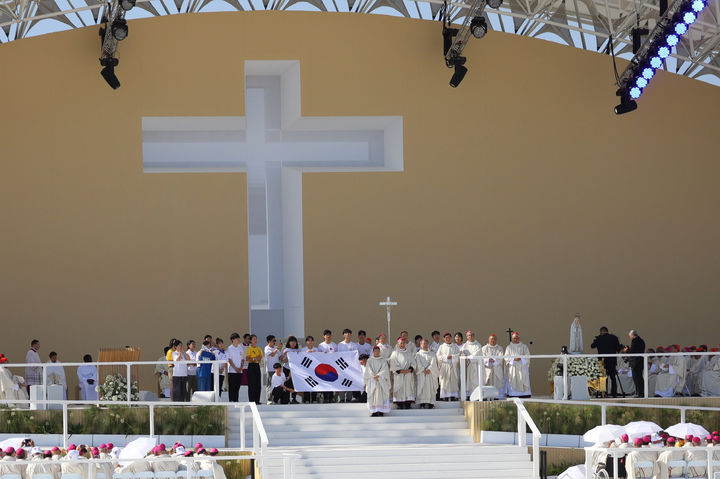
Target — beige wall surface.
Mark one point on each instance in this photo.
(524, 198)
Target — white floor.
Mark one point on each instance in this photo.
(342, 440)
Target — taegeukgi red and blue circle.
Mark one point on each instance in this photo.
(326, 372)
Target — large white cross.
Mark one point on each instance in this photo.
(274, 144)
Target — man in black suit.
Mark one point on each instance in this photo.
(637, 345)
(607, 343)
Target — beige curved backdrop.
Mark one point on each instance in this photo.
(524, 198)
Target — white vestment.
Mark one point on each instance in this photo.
===============
- TO DO:
Write out the records word for word, starting at the line that contains "Target — white vestment." and ending at the last line of the records, with both of those lines included.

- EXERCISE ANSWER:
Target — white vestment.
Mark one point on each instance in this photo.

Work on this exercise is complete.